本文抜粋
..............................
そんな経営者に限って“美辞麗句”を言ってくれる人のところへは足繁く通い、気づかないでいた問題部分を指摘するような耳障りの良くない意見を言ってくれる人の処へは、足を遠のける。

 分からないではありませんが、経営者たるもの、その選択肢を誤ると、収拾のつかない事態に陥ることは必至となることでしょう。



 

●問題解決の相談が下手な隠蔽体質の経営者

 
 


 経営危機に直面したときに専門家に相談に来る経営者のうち、問題解決までのスピードが早い経営者の特徴は、経営者が自ら資料を作成し、問題点を解決する優先順位をあらかじめ整理し、過去の失敗や経営者の引き起こした失敗を包み隠さず開示してくれることです。

 一方、問題解決までの時間が前述例の数倍もかかる経営者の特徴は、概して隠蔽体質の経営者だと言えるでしょう。準備資料に一貫性がなく、提示をお願いしていた資料も小出しで提出され、総てを開示することを極端に避けているような経営者の相談は、時間ばかりとられてしまい問題解決が思うように捗りません。

 そのつど提示される限られた資料から問題解決の意見を求めてくる『群盲象を撫ず』の状態では、意見を述べることさえ無謀な行動だと言えるのです。

 リスク回避の要諦は、短期間に問題の全体像を捉えることであるわけですから、早期にスクリーニングによる結果をまとめ上げなければなりません。

 社長自らが資料作成をしない場合であっても、資料の内容について社長が熟知していなければ、危機状態から“起死回生”を図ることなど到底不可能だと思います。



  ●大局を観て「決断」、速やかな「実行」
 


 時に、経営者は常に孤独です。経営陣を招集して経営危機に対する意見を求め、全役員が異口同音の意見に纏まることになったとしても不安を感じ、意見が纏まらなくてもその混乱を纏め上げるための智慧と勇気が求められます。

 経営者が、我が身の保身を優先して判断した結果には他の経営陣や従業員のパワーによる『復元力』は期待できないものとなるでしょう。
..............................
課題
a: 経営者の危機対応についての文章では、問題解決までのスピードが早い経営者は過去の失敗をどう扱うとされていますか。
b: 経営者の危機対応についての文章を、「一方、問題解決までの時間が前」から始まり「など到底不可能だと思います。」で終わる部分まで、一字一句変えずに繰り返してください。
c: 経営者の危機対応についての文章を、最後の文の後から書き続けてください。

提供素材
..............................
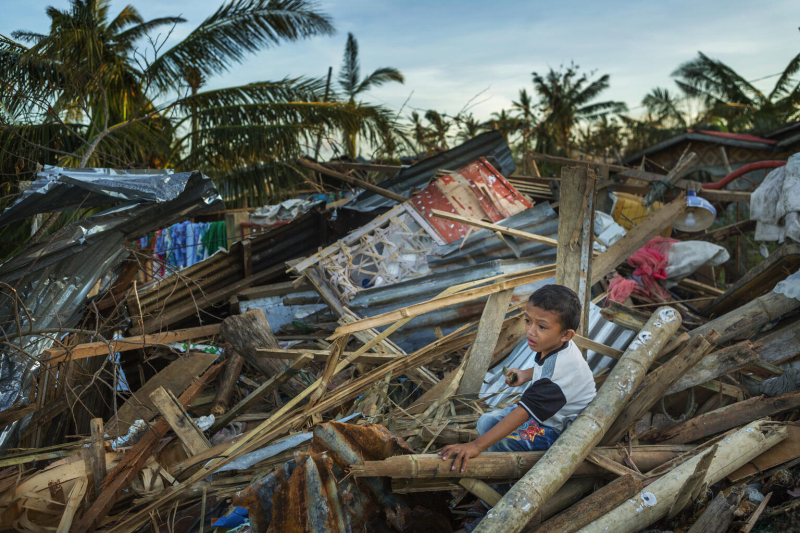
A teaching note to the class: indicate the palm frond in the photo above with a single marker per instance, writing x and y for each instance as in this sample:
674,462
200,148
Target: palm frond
..............................
課題別の解答
a: 包み隠さず開示します。

b:
一方、問題解決までの時間が前述例の数倍もかかる経営者の特徴は、概して隠蔽体質の経営者だと言えるでしょう。準備資料に一貫性がなく、提示をお願いしていた資料も小出しで提出され、総てを開示することを極端に避けているような経営者の相談は、時間ばかりとられてしまい問題解決が思うように捗りません。

 そのつど提示される限られた資料から問題解決の意見を求めてくる『群盲象を撫ず』の状態では、意見を述べることさえ無謀な行動だと言えるのです。

 リスク回避の要諦は、短期間に問題の全体像を捉えることであるわけですから、早期にスクリーニングによる結果をまとめ上げなければなりません。

 社長自らが資料作成をしない場合であっても、資料の内容について社長が熟知していなければ、危機状態から“起死回生”を図ることなど到底不可能だと思います。

c:
 経営者が、我が身を捨てて“起死回生”の決断をしたときは、社内からの『復元力』が全開するだけでなく、金融機関や取引先などの外部からの支援も得られることになる可能性が高い。

 大局的な観点で判断をして決断したならば、その計画を速やかに実行に移す機敏さが必要になります。

 “起死回生”の方向性で戦略をたて再起に臨むときは、平時の3〜5倍の時間の早さで事態が進展していくことに留意していないと、思わぬアクシデントによって余儀なく計画変更ということにもなりかねないのです。

速やかなスクリーニングの為には、全体像が把握しやすい情報提供が大切であることは前述の通りです。あとは、経営者が、自ら胸襟を開き、人間としての裸の自分をさらけ出すことによって、時には社員と融合し、時にはカウンセラーと融合し、全身全霊を出し切って臨んでこそ、目的が成就する可能性が高まるのです。経営者の勇気ある行動は、危機に直面したときにこそ発揮しなければなりません。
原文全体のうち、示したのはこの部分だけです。